:: GOAL OF THE EXERCISE ::
Filter the material below and copy every line that contains the string "Each".

Excerpts from location labeling data

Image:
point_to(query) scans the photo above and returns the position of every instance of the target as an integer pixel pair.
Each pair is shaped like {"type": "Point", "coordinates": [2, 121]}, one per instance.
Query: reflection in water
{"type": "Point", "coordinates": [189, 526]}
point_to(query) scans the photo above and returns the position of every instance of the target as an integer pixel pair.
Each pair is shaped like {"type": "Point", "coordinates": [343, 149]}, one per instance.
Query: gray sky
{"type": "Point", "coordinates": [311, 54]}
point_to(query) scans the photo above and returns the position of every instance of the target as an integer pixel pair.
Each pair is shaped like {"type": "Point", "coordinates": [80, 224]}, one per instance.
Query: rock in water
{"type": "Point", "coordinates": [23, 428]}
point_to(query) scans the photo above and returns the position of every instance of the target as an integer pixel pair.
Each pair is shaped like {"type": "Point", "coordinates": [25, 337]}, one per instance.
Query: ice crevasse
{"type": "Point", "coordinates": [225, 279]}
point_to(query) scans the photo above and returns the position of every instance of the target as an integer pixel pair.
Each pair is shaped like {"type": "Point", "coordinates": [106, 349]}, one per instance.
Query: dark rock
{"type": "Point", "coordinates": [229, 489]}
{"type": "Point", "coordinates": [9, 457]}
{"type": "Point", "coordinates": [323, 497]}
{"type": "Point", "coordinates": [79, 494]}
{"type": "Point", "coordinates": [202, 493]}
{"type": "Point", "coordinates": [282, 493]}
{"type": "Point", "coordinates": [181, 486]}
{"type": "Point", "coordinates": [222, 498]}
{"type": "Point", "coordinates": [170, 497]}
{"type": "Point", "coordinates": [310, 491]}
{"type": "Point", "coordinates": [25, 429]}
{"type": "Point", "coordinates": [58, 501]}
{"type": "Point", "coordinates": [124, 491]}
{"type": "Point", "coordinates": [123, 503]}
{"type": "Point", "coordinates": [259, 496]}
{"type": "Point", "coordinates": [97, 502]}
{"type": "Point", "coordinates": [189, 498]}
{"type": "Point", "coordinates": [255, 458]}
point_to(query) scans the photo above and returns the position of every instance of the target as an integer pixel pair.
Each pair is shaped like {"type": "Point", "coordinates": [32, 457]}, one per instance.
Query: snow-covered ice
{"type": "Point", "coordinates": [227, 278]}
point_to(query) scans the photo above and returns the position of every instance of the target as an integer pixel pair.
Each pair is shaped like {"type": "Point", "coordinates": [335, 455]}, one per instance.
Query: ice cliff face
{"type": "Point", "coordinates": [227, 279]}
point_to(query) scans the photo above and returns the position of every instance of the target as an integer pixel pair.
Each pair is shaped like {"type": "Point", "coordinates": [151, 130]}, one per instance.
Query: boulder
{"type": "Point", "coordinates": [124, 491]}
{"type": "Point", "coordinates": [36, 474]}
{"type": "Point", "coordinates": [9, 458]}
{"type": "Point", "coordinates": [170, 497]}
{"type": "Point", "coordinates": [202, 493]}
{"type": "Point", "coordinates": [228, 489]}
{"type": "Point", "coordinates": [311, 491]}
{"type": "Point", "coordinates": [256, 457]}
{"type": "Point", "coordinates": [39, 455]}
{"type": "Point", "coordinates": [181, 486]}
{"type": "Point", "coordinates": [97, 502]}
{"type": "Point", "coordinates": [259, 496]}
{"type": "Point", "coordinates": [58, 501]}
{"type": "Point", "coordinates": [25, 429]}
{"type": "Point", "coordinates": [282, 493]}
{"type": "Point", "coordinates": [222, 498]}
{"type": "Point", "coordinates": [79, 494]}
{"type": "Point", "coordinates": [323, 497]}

:: ANSWER BELOW ::
Each pair is shaped like {"type": "Point", "coordinates": [2, 121]}, one per instance.
Each pair is shaped like {"type": "Point", "coordinates": [343, 149]}, one per instance.
Each pair is shaped like {"type": "Point", "coordinates": [80, 224]}, one per instance.
Each pair is shaped like {"type": "Point", "coordinates": [25, 337]}, one per instance.
Each pair is shaped like {"type": "Point", "coordinates": [106, 349]}, one per instance.
Each pair is shaped like {"type": "Point", "coordinates": [32, 457]}, one per instance.
Each pair is shaped like {"type": "Point", "coordinates": [335, 455]}, one per instance.
Each pair is shaped like {"type": "Point", "coordinates": [151, 130]}, one per instance.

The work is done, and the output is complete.